Exercise aim —
Please copy, exactly as they appear below, the lines from the one containing "For each instance of the long" through the one containing "For each instance of the white coat".

Image-grounded pointing data
= Beginning of Section =
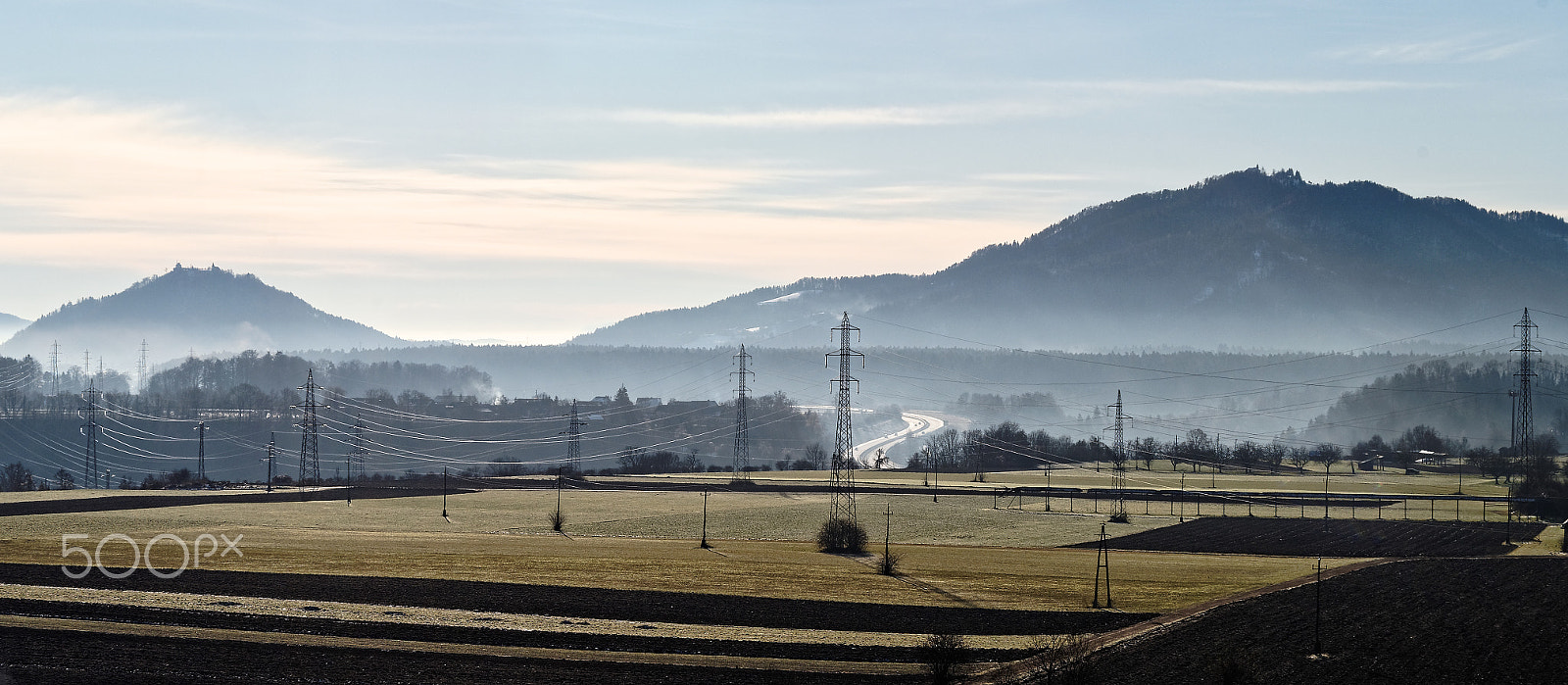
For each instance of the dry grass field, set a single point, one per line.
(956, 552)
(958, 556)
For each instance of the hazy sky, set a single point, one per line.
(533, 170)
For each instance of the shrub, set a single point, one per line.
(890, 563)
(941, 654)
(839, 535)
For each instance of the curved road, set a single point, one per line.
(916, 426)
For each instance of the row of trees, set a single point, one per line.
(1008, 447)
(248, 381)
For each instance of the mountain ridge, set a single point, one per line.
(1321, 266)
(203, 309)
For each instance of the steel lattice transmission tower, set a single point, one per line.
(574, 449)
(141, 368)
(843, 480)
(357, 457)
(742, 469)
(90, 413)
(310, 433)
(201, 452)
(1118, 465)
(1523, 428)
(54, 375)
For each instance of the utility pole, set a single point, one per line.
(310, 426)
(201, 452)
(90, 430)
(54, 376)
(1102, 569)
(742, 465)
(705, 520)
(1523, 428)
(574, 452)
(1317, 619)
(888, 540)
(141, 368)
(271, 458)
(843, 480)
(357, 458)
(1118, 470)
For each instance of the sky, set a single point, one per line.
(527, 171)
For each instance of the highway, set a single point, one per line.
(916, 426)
= End of Section =
= Beginning of Section =
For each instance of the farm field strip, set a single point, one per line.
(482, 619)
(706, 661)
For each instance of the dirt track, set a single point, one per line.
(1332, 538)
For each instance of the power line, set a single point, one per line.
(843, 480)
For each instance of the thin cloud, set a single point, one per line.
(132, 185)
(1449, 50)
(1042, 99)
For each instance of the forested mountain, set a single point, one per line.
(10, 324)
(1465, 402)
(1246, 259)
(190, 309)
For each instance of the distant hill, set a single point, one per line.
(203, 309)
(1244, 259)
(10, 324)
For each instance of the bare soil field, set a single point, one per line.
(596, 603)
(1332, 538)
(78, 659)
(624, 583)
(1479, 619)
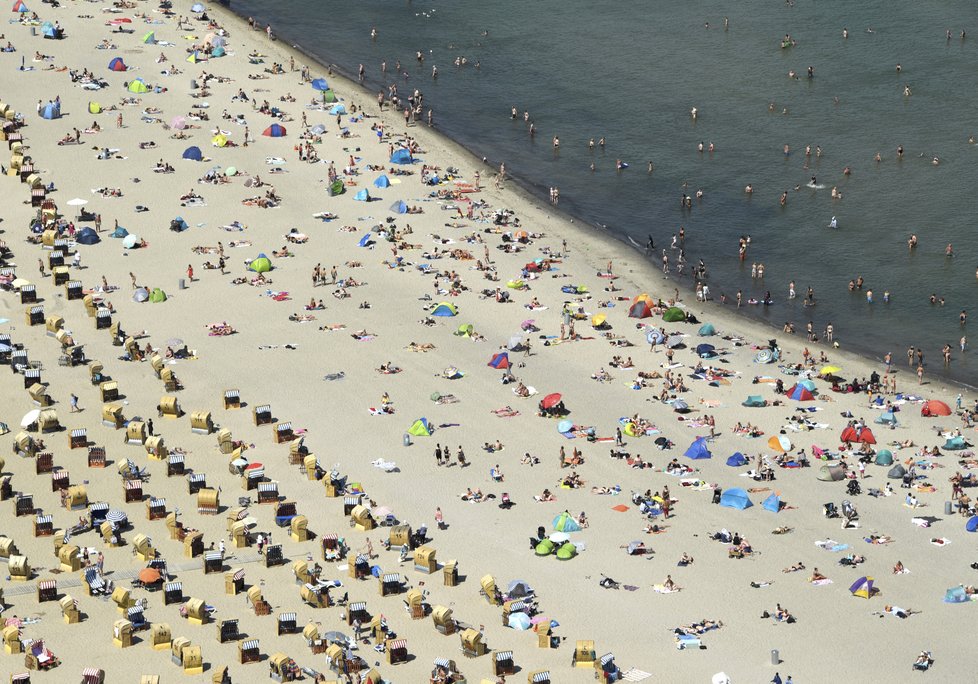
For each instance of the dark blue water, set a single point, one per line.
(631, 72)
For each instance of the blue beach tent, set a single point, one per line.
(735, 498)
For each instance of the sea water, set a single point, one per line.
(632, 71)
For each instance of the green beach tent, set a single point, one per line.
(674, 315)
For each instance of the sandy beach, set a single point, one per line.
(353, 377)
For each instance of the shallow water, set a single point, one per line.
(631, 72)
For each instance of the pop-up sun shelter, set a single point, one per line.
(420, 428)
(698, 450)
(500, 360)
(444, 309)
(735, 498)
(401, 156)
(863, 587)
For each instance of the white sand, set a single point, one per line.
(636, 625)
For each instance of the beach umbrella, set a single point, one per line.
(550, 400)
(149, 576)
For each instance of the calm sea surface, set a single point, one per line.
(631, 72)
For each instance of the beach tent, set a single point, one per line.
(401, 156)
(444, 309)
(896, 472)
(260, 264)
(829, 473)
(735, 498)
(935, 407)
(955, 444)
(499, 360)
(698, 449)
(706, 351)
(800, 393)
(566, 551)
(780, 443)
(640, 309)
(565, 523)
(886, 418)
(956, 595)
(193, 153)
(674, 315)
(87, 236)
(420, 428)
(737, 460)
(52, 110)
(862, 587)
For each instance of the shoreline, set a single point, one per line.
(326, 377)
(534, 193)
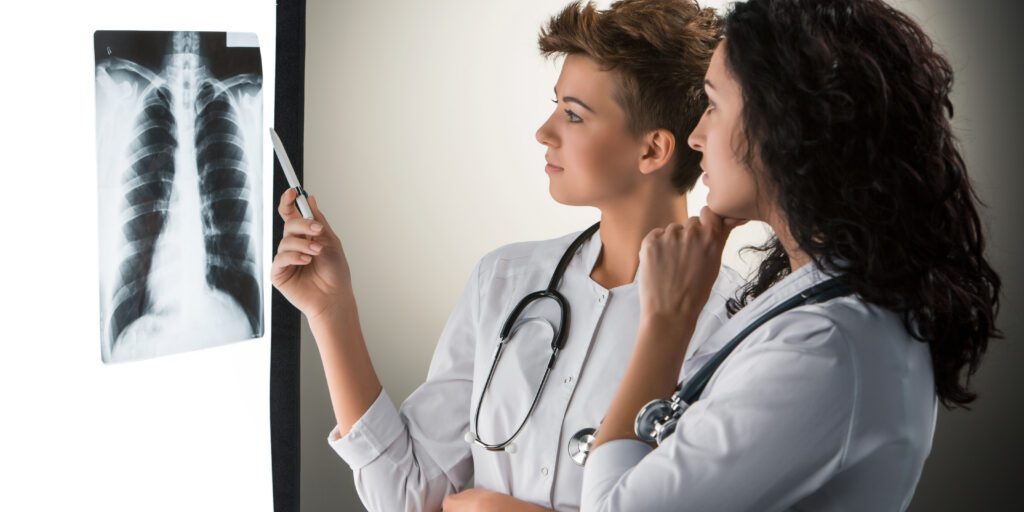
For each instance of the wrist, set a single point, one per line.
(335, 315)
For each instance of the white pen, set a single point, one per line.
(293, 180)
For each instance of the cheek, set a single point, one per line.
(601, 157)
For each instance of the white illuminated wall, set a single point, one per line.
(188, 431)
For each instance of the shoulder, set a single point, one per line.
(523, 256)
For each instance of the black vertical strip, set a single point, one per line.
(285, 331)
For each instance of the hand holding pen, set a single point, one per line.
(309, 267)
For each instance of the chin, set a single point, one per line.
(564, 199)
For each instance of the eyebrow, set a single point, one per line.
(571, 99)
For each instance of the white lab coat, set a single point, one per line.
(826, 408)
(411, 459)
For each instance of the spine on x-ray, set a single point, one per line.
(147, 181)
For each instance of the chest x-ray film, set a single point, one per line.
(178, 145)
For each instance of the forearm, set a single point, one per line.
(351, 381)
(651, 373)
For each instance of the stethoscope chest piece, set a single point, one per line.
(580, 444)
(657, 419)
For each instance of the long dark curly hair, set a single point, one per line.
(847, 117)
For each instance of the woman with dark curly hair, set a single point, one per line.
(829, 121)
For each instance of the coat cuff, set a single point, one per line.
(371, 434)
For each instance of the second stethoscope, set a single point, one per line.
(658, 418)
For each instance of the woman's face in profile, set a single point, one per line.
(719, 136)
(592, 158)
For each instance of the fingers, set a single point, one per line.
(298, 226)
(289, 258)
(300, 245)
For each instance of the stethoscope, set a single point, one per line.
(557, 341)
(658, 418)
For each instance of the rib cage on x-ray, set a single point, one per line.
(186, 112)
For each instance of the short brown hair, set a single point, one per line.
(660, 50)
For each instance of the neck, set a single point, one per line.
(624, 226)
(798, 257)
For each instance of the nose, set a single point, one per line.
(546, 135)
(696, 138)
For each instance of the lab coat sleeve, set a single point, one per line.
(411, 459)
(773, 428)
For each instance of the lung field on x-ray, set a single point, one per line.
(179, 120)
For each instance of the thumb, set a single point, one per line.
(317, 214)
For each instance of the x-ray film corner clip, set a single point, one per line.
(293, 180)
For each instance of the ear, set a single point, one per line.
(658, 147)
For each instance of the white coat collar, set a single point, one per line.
= End of Section =
Answer space —
For each instance of the long dark curly hair, set a single point, one per line.
(847, 117)
For each instance of the woman with dark curly hair, set a single point, one per line.
(829, 121)
For each instance of the coat cuff, set a single point, one per line.
(371, 434)
For each instance of the second stethoscope, set a single point, one per line.
(658, 418)
For each instance of the woman's face in profile, set a single point, one per line.
(719, 136)
(592, 158)
For each instance of the fingers, set a single point, one per line.
(298, 226)
(289, 258)
(300, 245)
For each instance of the stethoscope, set a single point, one per line.
(557, 341)
(658, 418)
For each instance of the rib cage on x-ray, set a single point, one per line.
(186, 112)
For each instance of the short brown hair, set a single point, one per line.
(660, 50)
For each instance of the neck, set a single point, one per line.
(624, 226)
(798, 257)
For each instance of the nose, set a single point, one per line.
(546, 135)
(696, 138)
For each instance of the lab coat sleeve, set a single point, one per line.
(411, 459)
(773, 428)
For each instance of the lung field on x-ray, set a single point, one per line.
(179, 120)
For each instance of the thumb, set a single point, one per line.
(317, 214)
For each instance of the x-ray film corner clip, set a single point, one per line.
(293, 180)
For each instance of the ear, set a single point, one per line.
(658, 147)
For each instance of the white coat collar, set a single point, one per line.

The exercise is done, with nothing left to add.